REQUIREMENTS: Copy the records from the line containing "woman's eye in" through the end, replacing "pearl earring" with "gold earring" and leaving everything else unchanged.

STORED DATA:
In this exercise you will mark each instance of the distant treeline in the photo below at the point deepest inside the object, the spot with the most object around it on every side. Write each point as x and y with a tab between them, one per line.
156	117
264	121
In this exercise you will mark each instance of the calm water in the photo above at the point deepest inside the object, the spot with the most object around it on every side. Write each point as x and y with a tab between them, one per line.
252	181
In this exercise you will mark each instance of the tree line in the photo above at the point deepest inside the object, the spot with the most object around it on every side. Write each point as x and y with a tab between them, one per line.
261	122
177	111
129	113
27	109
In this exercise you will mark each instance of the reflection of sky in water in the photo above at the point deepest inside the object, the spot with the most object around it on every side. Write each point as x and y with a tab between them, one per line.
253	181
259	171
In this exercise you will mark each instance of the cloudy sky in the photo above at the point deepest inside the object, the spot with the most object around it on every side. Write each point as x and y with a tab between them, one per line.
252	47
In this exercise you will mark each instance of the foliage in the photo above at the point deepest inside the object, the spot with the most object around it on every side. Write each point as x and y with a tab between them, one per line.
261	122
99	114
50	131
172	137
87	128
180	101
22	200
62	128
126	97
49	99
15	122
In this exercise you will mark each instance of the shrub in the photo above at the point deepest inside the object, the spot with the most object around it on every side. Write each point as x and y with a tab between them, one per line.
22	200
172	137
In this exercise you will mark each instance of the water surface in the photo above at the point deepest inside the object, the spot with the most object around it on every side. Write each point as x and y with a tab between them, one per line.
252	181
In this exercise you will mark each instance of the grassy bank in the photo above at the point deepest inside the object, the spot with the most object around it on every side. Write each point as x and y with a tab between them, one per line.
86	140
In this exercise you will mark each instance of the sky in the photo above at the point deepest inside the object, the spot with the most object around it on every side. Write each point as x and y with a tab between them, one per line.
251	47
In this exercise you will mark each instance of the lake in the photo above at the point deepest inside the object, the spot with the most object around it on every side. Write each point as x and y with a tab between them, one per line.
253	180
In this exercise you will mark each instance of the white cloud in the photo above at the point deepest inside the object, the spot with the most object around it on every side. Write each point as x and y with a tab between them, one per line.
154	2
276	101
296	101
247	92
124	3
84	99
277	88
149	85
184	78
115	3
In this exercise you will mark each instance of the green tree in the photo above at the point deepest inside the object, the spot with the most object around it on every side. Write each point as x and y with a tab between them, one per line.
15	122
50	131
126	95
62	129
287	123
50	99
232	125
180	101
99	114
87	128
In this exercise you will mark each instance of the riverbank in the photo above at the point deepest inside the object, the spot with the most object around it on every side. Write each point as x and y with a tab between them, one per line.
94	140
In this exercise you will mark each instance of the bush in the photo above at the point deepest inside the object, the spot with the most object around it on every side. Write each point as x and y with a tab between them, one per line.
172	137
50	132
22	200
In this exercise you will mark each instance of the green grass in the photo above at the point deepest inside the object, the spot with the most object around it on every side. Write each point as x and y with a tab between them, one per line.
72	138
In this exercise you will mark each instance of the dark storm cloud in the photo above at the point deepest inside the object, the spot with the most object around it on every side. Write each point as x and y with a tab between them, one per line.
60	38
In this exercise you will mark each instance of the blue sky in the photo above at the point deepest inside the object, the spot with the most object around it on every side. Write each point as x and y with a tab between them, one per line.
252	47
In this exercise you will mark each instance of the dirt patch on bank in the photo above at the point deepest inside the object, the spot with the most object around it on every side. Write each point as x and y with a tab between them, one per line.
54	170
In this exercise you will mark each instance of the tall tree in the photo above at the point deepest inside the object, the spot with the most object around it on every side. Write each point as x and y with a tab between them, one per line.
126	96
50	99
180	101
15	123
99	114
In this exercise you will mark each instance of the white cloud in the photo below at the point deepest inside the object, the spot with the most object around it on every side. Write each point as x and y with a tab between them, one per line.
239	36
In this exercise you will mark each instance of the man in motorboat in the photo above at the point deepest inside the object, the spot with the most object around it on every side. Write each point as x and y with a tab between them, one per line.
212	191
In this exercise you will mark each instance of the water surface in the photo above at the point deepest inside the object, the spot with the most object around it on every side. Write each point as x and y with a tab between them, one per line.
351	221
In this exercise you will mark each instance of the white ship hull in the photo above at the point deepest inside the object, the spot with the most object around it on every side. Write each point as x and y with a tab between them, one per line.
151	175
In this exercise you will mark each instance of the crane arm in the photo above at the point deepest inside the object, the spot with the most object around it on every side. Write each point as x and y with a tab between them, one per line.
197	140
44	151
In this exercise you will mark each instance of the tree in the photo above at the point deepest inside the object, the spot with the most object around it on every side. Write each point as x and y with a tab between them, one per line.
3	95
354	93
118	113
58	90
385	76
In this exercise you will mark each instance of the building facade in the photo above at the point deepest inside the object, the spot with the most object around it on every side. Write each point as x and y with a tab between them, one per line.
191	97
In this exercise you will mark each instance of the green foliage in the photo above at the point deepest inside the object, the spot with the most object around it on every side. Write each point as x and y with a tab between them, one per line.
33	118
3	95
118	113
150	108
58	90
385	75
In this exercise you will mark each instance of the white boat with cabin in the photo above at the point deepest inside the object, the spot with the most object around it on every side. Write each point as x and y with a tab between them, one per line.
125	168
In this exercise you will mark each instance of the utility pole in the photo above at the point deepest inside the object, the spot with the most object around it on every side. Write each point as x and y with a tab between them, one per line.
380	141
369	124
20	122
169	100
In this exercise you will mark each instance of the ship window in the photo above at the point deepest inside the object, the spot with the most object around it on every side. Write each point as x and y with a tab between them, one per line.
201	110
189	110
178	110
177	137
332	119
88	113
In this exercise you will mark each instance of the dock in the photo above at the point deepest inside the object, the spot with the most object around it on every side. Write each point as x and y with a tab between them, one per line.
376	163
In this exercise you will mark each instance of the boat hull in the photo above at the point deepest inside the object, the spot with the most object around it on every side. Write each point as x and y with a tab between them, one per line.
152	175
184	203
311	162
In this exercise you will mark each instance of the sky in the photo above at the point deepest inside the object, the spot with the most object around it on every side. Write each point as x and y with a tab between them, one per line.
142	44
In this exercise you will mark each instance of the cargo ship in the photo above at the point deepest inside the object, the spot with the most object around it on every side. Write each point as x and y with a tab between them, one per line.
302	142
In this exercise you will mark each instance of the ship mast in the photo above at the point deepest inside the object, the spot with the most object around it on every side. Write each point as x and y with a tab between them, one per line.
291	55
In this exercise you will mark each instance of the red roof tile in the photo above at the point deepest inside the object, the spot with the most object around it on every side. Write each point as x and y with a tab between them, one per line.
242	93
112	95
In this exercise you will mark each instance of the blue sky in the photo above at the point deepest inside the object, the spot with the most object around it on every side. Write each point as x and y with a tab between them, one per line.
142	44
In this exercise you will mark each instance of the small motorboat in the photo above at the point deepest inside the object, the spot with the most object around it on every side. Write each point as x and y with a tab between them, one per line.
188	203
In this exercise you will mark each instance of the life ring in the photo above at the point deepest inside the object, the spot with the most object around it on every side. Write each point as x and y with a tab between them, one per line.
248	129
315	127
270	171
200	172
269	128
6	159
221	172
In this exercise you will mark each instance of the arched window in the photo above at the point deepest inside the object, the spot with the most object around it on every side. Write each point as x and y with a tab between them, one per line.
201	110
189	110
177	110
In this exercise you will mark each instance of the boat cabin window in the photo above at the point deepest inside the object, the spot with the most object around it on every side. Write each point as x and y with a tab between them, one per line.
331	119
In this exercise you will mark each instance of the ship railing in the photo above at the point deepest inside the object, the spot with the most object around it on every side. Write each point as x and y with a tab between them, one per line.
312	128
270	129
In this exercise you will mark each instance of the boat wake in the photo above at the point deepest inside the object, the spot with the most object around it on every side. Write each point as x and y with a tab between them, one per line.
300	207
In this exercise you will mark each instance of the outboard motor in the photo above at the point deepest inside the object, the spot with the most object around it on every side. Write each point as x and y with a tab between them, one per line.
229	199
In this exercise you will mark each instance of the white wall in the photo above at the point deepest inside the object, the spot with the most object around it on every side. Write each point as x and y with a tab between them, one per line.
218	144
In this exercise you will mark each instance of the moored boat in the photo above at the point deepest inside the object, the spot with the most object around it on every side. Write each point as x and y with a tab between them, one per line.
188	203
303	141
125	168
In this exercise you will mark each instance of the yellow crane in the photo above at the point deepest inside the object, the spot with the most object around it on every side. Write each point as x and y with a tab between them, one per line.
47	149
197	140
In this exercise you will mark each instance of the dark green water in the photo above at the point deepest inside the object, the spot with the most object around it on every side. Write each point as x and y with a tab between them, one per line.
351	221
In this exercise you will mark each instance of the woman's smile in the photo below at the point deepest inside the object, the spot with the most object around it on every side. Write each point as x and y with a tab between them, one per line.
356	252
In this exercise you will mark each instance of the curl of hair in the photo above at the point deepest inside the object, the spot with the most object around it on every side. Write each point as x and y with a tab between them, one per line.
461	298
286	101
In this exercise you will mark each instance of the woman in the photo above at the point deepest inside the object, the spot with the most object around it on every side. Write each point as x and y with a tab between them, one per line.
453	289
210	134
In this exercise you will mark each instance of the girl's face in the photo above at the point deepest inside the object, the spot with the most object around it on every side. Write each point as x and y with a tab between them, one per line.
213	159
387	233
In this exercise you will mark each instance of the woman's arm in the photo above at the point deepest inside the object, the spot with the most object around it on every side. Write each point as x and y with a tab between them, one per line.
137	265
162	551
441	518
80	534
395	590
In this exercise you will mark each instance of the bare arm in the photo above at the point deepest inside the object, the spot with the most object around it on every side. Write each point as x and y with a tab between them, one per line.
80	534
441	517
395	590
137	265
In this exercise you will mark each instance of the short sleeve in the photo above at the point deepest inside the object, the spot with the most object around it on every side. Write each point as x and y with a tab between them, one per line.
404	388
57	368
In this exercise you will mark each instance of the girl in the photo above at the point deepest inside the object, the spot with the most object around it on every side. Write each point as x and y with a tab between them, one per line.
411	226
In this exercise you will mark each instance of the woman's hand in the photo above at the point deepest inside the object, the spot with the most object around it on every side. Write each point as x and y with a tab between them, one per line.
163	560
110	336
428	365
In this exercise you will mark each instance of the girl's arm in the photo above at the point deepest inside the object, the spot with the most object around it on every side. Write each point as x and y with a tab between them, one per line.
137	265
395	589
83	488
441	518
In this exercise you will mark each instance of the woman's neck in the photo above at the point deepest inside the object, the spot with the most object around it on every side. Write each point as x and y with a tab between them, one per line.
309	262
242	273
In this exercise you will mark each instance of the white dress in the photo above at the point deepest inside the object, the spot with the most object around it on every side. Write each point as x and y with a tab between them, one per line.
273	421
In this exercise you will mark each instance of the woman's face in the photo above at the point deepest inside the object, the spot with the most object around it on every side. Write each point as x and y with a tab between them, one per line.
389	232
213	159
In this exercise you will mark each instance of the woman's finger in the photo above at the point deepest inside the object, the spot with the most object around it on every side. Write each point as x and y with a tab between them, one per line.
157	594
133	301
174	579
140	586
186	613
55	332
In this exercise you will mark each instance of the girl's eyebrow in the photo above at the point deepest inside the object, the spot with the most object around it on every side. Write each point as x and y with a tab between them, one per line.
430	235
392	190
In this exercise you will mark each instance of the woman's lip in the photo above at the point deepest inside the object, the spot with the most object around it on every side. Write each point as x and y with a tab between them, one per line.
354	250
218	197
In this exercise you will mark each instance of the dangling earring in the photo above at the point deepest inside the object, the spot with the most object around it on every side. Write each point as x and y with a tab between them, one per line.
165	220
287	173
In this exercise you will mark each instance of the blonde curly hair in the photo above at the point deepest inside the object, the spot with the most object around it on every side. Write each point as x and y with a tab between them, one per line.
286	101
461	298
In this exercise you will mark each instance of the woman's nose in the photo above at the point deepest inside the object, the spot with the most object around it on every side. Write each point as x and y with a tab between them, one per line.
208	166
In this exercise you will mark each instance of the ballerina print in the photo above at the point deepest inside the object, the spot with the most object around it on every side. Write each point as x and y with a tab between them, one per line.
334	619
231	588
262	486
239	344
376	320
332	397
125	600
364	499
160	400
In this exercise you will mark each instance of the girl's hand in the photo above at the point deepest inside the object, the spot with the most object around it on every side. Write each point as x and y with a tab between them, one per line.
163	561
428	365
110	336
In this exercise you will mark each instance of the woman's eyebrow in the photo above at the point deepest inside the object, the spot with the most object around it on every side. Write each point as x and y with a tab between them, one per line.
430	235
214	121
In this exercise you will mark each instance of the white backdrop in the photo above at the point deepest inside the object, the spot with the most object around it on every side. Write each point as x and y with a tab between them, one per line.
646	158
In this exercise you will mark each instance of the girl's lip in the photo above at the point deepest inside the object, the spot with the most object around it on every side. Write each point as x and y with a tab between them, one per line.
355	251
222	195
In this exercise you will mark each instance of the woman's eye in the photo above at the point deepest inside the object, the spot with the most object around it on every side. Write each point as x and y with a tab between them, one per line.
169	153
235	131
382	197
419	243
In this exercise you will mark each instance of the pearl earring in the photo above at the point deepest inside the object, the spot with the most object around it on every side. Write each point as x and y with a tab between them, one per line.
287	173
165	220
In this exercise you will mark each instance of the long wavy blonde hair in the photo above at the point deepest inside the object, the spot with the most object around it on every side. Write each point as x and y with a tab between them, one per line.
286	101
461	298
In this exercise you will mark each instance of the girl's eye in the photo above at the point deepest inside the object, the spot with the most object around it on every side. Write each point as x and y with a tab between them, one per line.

RIGHT ANSWER:
In this exercise you will mark each instance of the woman's eye in the photo above at the point deepest inside the object, the spot with the most object around it on every side. Write each point as x and y with a tab between them, one per line.
169	153
235	131
382	197
419	243
In this exercise you will mark each instance of the gold earring in the photo above at the point deepest inside the object, the spot with the most object around it on every side. Write each point as x and y with a tab between them, one per line.
287	173
165	220
In this exercise you will mark each instance of the long wavy blonde hair in the photo above at the point deepest inside the object, the spot with the most object around it on every side. Write each point as x and y with a tab between them, one per line.
286	101
461	298
In this exercise you will mark each instance of the girl's eye in the photo above at the point deepest inside the object, the spot with the most object around it on every side. Write each point as x and y with a tab between them, one per line.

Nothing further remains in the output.